Exercise description =
Line by line, output the data that follows exactly as written.

Data extracted from a collection:
--------------------

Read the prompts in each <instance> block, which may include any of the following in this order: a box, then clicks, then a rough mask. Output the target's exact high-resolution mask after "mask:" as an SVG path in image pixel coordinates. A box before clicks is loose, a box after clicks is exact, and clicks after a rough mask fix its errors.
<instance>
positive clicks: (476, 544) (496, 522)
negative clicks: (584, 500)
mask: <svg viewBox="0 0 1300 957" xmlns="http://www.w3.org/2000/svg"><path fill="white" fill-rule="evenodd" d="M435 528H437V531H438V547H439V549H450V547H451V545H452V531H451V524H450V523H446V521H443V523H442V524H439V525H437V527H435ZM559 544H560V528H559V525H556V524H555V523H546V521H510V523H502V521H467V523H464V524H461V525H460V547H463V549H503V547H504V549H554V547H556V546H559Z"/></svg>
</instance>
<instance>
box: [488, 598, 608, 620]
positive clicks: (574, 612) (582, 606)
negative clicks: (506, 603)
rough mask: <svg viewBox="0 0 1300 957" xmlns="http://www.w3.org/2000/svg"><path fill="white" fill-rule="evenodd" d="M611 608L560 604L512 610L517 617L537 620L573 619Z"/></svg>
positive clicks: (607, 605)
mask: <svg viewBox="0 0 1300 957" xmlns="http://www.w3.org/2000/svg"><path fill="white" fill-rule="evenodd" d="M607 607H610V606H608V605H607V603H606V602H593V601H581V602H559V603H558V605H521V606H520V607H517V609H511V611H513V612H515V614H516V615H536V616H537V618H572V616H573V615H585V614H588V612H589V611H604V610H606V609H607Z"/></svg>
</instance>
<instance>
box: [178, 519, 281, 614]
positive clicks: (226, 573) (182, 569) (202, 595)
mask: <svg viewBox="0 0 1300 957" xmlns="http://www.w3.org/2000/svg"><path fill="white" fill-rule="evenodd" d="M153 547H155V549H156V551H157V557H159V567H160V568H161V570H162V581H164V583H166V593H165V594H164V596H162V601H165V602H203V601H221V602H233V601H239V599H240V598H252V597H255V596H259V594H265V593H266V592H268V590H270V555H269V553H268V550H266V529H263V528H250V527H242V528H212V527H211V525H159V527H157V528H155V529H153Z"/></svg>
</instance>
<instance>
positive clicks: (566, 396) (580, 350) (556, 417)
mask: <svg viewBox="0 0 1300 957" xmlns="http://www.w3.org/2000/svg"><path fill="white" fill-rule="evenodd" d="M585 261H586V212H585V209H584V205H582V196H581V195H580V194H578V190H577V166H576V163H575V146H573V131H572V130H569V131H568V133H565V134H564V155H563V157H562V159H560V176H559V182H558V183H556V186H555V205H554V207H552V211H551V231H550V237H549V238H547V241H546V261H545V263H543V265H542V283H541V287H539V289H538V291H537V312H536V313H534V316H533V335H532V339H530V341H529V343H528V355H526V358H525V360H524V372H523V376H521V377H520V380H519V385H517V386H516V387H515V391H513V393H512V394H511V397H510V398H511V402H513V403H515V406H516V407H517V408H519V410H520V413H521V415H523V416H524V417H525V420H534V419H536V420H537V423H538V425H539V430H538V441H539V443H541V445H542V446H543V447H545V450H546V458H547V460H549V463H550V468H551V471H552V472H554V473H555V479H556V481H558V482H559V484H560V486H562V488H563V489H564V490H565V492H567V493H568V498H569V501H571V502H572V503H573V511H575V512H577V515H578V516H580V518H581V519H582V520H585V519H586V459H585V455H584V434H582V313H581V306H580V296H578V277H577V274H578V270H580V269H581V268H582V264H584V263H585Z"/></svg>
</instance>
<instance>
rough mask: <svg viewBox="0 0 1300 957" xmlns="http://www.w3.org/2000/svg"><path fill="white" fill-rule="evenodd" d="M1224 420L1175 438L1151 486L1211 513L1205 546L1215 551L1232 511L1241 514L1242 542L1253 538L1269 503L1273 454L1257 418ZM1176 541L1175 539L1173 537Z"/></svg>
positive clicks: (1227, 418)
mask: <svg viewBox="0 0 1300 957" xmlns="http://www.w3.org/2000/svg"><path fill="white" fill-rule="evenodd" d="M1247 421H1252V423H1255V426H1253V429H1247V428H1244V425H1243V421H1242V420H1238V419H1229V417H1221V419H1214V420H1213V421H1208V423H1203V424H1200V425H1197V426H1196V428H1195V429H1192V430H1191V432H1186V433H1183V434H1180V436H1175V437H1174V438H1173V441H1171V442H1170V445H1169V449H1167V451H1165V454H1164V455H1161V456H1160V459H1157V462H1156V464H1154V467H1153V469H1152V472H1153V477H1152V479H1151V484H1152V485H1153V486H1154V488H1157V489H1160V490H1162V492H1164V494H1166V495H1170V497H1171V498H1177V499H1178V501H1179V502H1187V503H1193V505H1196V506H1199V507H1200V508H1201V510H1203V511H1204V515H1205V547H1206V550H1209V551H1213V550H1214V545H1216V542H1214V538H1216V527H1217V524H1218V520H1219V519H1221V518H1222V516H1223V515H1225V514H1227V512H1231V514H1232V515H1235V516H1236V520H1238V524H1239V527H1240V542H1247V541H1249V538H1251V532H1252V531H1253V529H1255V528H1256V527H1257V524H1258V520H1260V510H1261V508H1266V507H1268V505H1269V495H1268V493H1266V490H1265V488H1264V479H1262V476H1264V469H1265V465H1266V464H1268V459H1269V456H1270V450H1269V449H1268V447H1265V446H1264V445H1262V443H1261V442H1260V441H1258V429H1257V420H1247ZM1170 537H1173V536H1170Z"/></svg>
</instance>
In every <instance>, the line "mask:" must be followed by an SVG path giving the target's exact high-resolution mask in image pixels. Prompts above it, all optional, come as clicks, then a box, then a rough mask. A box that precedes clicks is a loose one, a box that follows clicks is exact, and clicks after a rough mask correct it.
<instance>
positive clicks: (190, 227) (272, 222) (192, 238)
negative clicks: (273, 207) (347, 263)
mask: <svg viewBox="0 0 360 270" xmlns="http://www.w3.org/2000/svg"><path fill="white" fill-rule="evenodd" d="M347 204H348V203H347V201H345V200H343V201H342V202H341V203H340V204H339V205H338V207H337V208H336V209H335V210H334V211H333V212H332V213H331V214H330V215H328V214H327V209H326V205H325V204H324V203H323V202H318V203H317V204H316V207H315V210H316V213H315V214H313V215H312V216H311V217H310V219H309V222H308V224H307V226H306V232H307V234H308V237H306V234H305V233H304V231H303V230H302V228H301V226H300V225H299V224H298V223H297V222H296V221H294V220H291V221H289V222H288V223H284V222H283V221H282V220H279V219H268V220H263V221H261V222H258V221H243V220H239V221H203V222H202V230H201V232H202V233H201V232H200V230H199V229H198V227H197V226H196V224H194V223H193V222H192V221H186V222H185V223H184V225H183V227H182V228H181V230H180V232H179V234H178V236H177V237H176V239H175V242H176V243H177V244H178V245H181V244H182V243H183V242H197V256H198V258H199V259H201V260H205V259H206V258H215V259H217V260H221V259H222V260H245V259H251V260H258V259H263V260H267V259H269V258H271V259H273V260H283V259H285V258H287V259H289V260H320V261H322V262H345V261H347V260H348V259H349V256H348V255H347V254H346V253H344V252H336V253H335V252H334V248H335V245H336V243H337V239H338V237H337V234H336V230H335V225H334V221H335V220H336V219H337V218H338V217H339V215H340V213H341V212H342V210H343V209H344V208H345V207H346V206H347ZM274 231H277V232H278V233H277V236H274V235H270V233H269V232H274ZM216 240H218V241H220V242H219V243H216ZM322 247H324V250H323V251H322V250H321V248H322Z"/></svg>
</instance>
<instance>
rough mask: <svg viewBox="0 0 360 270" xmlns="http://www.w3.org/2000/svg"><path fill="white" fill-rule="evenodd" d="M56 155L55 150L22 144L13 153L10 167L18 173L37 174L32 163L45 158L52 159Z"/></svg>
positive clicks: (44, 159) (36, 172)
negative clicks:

--------------------

Answer =
Read the prompts in each <instance> block, which may include any of the following in this order: a box, then clicks, then a rough mask. Output the target's exact high-resolution mask after "mask:" as an SVG path in image pixel coordinates. A box before clicks is loose, a box after clicks is exact, and clicks after a rough mask fix its errors.
<instance>
positive clicks: (476, 544) (496, 522)
negative clicks: (584, 500)
mask: <svg viewBox="0 0 1300 957" xmlns="http://www.w3.org/2000/svg"><path fill="white" fill-rule="evenodd" d="M435 528H437V531H438V547H439V549H450V547H451V545H452V531H451V524H450V523H446V521H443V523H442V524H439V525H437V527H435ZM559 544H560V528H559V525H556V524H555V523H546V521H510V523H502V521H467V523H464V524H461V525H460V547H463V549H503V547H504V549H554V547H556V546H559Z"/></svg>
</instance>
<instance>
box: [488, 598, 608, 620]
positive clicks: (574, 612) (582, 606)
negative clicks: (506, 603)
rough mask: <svg viewBox="0 0 1300 957" xmlns="http://www.w3.org/2000/svg"><path fill="white" fill-rule="evenodd" d="M611 608L560 604L512 610L517 617L537 620L573 619Z"/></svg>
positive clicks: (607, 605)
mask: <svg viewBox="0 0 1300 957" xmlns="http://www.w3.org/2000/svg"><path fill="white" fill-rule="evenodd" d="M607 607H610V606H608V605H607V603H606V602H593V601H581V602H559V603H558V605H521V606H520V607H517V609H511V611H513V612H515V614H516V615H536V616H537V618H572V616H573V615H585V614H588V612H589V611H604V610H606V609H607Z"/></svg>
</instance>
<instance>
box: [178, 519, 281, 614]
positive clicks: (226, 573) (182, 569) (202, 595)
mask: <svg viewBox="0 0 1300 957" xmlns="http://www.w3.org/2000/svg"><path fill="white" fill-rule="evenodd" d="M153 547H155V549H156V551H157V557H159V567H160V568H161V570H162V581H164V583H166V593H165V594H164V596H162V601H165V602H203V601H221V602H233V601H239V599H240V598H252V597H255V596H259V594H265V593H266V592H268V590H270V555H269V553H268V550H266V529H263V528H250V527H242V528H212V527H211V525H159V527H157V528H155V529H153Z"/></svg>
</instance>
<instance>
positive clicks: (566, 396) (580, 350) (556, 417)
mask: <svg viewBox="0 0 1300 957" xmlns="http://www.w3.org/2000/svg"><path fill="white" fill-rule="evenodd" d="M585 261H586V212H585V209H584V205H582V196H581V195H580V194H578V190H577V166H576V163H575V146H573V131H572V130H569V131H568V133H565V134H564V155H563V157H562V159H560V176H559V182H558V183H556V186H555V205H554V207H552V211H551V231H550V237H549V238H547V241H546V261H545V263H543V265H542V283H541V287H539V289H538V291H537V312H536V313H534V316H533V335H532V339H530V341H529V343H528V355H526V358H525V360H524V372H523V376H521V377H520V380H519V385H517V386H516V387H515V391H513V393H512V394H511V397H510V398H511V402H513V403H515V406H516V407H517V408H519V410H520V413H521V415H523V416H524V417H525V420H534V419H536V420H537V423H538V425H539V430H538V441H539V443H541V445H542V446H543V447H545V450H546V458H547V460H549V463H550V468H551V471H552V472H554V473H555V479H556V481H558V482H559V484H560V486H562V488H563V489H564V490H565V492H567V493H568V498H569V501H571V502H572V503H573V511H575V512H577V515H578V516H580V518H581V519H582V520H585V519H586V459H585V455H584V434H582V313H581V306H580V296H578V277H577V274H578V270H580V269H581V268H582V264H584V263H585Z"/></svg>
</instance>
<instance>
rough mask: <svg viewBox="0 0 1300 957" xmlns="http://www.w3.org/2000/svg"><path fill="white" fill-rule="evenodd" d="M1224 420L1175 438L1151 486L1211 513L1205 546L1215 551L1232 511L1241 514L1242 542L1253 538L1269 503L1273 454L1257 418ZM1176 541L1175 539L1173 537Z"/></svg>
positive clicks: (1227, 418)
mask: <svg viewBox="0 0 1300 957" xmlns="http://www.w3.org/2000/svg"><path fill="white" fill-rule="evenodd" d="M1247 421H1252V423H1255V426H1253V429H1247V428H1244V425H1243V421H1242V420H1238V419H1229V417H1221V419H1214V420H1213V421H1208V423H1203V424H1200V425H1197V426H1196V428H1195V429H1192V430H1191V432H1186V433H1183V434H1180V436H1175V437H1174V438H1173V441H1171V442H1170V445H1169V449H1167V451H1165V454H1164V455H1161V456H1160V459H1157V462H1156V464H1154V467H1153V469H1152V472H1153V477H1152V479H1151V484H1152V485H1153V486H1154V488H1157V489H1160V490H1162V492H1164V494H1166V495H1170V497H1171V498H1177V499H1178V501H1179V502H1187V503H1193V505H1196V506H1199V507H1200V508H1201V510H1203V511H1204V515H1205V547H1206V550H1209V551H1213V550H1214V545H1216V542H1214V538H1216V527H1217V524H1218V520H1219V519H1221V518H1222V516H1223V515H1225V514H1227V512H1231V514H1232V515H1235V516H1236V520H1238V524H1239V527H1240V542H1247V541H1249V538H1251V532H1252V531H1253V529H1255V528H1256V527H1257V524H1258V520H1260V510H1261V508H1266V507H1268V505H1269V495H1268V493H1266V490H1265V488H1264V479H1262V476H1264V469H1265V465H1266V464H1268V459H1269V456H1270V450H1269V449H1268V447H1265V446H1264V445H1262V443H1261V442H1260V441H1258V429H1257V420H1247ZM1170 537H1173V536H1170Z"/></svg>
</instance>
In every <instance>, the line "mask:" must be followed by an SVG path giving the target's exact high-resolution mask in image pixels. Prompts above it, all optional, come as clicks, then a box, then a rough mask. A box that precedes clicks is a loose one, a box that follows clicks is exact, and clicks after a rough mask correct it.
<instance>
positive clicks: (190, 227) (272, 222) (192, 238)
negative clicks: (273, 207) (347, 263)
mask: <svg viewBox="0 0 360 270" xmlns="http://www.w3.org/2000/svg"><path fill="white" fill-rule="evenodd" d="M347 204H348V203H347V201H345V200H343V201H342V202H341V203H340V204H339V205H338V207H337V208H336V209H335V210H334V211H333V212H332V213H331V214H330V215H328V214H327V209H326V205H325V204H324V203H323V202H318V203H317V204H316V207H315V210H316V213H315V214H313V215H312V216H311V217H310V219H309V222H308V224H307V226H306V232H307V234H308V237H306V234H305V233H304V231H303V230H302V228H301V226H300V225H299V224H298V223H297V222H296V221H294V220H291V221H289V222H288V223H284V222H283V221H282V220H279V219H268V220H263V221H261V222H258V221H243V220H239V221H203V222H202V230H201V232H202V233H201V232H200V230H199V229H198V227H197V226H196V224H194V223H193V222H192V221H186V222H185V223H184V225H183V227H182V228H181V230H180V232H179V234H178V236H177V237H176V239H175V242H176V243H177V244H178V245H181V244H182V243H183V242H197V256H198V258H199V259H201V260H205V259H206V258H215V259H217V260H221V259H222V260H245V259H251V260H258V259H263V260H267V259H269V258H271V259H273V260H283V259H285V258H287V259H289V260H320V261H322V262H345V261H347V260H348V259H349V256H348V255H347V254H346V253H344V252H336V253H335V252H334V248H335V245H336V243H337V239H338V237H337V234H336V230H335V225H334V221H335V220H336V219H337V218H338V217H339V215H340V213H341V212H342V210H343V209H344V208H345V207H346V206H347ZM274 231H277V232H278V233H277V236H274V235H270V233H269V232H274ZM216 240H218V241H220V242H219V243H216ZM322 247H324V250H323V251H322V250H321V248H322Z"/></svg>
</instance>
<instance>
rough mask: <svg viewBox="0 0 360 270" xmlns="http://www.w3.org/2000/svg"><path fill="white" fill-rule="evenodd" d="M56 155L55 150L22 144L13 153L10 167L18 173L37 174L32 163L45 158L52 159Z"/></svg>
positive clicks: (44, 159) (36, 172)
negative clicks:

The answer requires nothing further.